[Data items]
__________
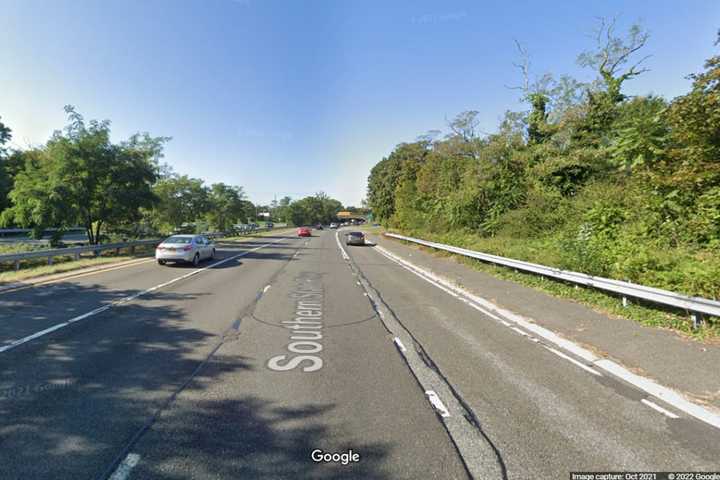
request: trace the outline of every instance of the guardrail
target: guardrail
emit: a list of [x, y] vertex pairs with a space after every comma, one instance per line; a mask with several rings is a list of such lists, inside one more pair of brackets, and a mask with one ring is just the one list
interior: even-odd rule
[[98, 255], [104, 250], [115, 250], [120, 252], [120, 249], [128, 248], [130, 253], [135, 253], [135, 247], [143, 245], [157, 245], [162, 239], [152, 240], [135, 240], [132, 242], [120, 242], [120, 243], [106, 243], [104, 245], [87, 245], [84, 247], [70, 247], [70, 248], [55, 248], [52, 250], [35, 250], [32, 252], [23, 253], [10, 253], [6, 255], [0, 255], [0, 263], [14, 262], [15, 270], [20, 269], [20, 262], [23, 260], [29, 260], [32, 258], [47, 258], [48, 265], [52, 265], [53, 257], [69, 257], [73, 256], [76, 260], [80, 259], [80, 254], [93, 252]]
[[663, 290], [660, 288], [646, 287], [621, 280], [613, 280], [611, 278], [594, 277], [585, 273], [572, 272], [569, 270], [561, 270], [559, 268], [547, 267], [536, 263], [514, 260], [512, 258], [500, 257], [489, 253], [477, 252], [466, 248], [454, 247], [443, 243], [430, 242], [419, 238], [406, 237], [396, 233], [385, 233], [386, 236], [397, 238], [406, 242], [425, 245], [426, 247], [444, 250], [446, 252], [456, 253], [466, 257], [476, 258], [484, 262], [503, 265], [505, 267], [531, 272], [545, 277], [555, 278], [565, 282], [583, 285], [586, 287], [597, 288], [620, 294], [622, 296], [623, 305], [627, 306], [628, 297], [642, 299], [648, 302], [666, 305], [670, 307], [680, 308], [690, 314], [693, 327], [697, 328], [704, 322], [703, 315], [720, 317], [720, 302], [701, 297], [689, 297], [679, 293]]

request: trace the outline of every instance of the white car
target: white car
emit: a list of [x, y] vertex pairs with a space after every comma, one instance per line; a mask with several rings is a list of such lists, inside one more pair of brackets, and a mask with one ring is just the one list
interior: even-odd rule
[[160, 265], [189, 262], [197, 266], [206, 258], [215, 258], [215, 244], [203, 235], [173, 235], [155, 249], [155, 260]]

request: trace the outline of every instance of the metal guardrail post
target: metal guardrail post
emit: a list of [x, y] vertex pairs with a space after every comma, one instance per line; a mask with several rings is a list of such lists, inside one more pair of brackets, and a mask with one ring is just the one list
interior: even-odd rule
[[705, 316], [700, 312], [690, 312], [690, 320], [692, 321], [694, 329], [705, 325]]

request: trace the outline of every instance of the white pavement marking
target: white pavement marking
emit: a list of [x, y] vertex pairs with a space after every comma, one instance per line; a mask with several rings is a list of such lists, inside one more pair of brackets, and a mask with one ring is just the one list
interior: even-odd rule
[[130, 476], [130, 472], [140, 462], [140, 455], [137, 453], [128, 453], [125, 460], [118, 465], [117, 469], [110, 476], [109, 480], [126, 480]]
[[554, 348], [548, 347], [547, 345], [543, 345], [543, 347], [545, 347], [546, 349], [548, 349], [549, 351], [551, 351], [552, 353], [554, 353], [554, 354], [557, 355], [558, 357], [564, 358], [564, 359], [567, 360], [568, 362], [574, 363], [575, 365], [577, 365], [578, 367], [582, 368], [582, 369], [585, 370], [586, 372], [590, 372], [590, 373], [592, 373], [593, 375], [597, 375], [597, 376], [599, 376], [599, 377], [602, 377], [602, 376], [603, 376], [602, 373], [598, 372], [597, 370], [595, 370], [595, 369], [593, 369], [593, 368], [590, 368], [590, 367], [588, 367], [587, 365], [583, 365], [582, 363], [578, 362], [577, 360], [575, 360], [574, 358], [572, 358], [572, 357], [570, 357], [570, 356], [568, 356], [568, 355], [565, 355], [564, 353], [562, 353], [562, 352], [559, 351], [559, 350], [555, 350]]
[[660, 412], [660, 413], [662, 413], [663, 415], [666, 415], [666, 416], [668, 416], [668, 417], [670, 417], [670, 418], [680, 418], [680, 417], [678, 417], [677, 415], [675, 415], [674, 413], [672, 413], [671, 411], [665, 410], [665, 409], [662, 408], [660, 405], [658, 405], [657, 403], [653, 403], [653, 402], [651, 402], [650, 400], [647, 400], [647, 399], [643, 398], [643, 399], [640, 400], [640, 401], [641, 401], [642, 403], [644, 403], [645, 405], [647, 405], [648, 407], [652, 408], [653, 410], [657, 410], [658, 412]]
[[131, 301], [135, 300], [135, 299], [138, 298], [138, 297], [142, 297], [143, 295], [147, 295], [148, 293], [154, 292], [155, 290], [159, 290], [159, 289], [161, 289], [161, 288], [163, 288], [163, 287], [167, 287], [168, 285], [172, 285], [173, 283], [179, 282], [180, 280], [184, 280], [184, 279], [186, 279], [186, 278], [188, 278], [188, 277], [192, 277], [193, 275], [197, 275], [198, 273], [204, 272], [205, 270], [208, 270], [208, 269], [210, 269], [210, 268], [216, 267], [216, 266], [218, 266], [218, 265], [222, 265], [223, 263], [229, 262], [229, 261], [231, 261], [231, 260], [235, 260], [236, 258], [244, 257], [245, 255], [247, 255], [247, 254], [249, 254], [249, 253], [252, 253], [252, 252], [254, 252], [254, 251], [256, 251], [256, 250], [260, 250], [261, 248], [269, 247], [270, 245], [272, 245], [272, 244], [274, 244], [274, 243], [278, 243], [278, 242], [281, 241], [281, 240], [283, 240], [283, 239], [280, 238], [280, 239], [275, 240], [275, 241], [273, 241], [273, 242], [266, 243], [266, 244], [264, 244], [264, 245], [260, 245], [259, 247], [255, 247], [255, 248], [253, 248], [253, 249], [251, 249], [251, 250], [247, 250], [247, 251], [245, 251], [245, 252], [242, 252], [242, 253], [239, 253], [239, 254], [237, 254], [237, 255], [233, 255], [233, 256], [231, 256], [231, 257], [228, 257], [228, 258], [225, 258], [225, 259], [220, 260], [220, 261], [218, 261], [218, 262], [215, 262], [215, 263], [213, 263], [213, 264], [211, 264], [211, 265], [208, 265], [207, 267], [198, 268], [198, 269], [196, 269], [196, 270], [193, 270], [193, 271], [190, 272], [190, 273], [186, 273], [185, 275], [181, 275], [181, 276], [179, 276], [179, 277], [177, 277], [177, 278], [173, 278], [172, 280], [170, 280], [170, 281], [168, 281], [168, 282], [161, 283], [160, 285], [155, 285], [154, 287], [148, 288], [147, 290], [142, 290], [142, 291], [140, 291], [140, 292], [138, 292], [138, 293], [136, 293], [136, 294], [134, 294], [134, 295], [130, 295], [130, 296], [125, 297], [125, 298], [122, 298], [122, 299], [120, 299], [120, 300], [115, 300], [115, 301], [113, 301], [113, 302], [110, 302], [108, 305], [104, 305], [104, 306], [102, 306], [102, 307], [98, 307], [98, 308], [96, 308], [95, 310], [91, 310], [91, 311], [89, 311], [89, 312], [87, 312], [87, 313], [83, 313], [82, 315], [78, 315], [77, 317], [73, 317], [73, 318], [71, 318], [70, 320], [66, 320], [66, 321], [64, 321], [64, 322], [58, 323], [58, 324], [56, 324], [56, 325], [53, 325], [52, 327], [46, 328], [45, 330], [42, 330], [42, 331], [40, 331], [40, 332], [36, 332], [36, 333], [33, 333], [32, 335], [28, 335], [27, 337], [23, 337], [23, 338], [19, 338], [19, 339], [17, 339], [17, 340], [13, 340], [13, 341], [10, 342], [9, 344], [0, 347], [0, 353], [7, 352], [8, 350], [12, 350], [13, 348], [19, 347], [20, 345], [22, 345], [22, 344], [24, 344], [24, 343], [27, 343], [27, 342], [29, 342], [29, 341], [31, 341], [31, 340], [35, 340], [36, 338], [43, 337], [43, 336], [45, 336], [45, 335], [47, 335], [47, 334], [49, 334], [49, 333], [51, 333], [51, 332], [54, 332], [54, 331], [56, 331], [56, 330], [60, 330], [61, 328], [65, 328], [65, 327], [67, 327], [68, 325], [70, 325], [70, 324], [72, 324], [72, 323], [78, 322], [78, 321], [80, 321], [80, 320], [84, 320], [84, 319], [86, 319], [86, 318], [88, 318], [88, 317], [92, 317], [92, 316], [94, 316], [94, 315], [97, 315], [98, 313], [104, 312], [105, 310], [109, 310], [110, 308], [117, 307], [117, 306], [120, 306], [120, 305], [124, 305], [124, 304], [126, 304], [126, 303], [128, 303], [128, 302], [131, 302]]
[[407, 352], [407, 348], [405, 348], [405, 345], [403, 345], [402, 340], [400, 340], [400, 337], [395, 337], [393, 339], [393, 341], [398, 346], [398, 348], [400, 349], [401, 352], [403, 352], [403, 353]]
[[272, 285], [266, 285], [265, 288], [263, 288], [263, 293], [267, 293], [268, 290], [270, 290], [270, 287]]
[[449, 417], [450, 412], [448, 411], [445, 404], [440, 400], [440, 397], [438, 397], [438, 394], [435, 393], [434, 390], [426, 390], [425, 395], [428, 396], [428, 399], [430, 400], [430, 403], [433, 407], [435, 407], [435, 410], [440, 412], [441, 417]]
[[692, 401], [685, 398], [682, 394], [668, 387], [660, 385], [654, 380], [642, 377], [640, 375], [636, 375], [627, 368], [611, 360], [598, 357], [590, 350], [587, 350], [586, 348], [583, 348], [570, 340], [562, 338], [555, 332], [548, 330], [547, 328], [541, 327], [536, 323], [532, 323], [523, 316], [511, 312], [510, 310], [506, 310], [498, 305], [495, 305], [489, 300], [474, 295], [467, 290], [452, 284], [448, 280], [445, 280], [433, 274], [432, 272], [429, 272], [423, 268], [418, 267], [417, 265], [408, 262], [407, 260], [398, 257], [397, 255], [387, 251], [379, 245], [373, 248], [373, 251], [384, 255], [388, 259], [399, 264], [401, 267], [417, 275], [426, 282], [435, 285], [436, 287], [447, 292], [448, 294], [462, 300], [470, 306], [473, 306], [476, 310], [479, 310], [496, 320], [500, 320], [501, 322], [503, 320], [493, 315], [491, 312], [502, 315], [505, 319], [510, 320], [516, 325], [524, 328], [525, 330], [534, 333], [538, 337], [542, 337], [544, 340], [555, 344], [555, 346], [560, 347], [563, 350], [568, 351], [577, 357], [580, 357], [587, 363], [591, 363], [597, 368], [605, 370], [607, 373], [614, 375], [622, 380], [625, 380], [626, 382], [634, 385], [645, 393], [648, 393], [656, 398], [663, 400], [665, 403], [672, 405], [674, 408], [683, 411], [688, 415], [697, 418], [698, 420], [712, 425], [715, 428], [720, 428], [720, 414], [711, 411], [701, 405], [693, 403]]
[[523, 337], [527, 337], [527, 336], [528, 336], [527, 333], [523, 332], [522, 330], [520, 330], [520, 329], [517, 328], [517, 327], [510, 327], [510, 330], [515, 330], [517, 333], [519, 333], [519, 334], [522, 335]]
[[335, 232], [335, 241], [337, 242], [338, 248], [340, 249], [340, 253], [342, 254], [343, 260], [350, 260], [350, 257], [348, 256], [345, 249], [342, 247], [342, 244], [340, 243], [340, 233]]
__________
For every line in the data above that holds "target", return the line itself.

[THE ANSWER]
target: guardrail
target: white car
target: metal guardrail post
target: white pavement marking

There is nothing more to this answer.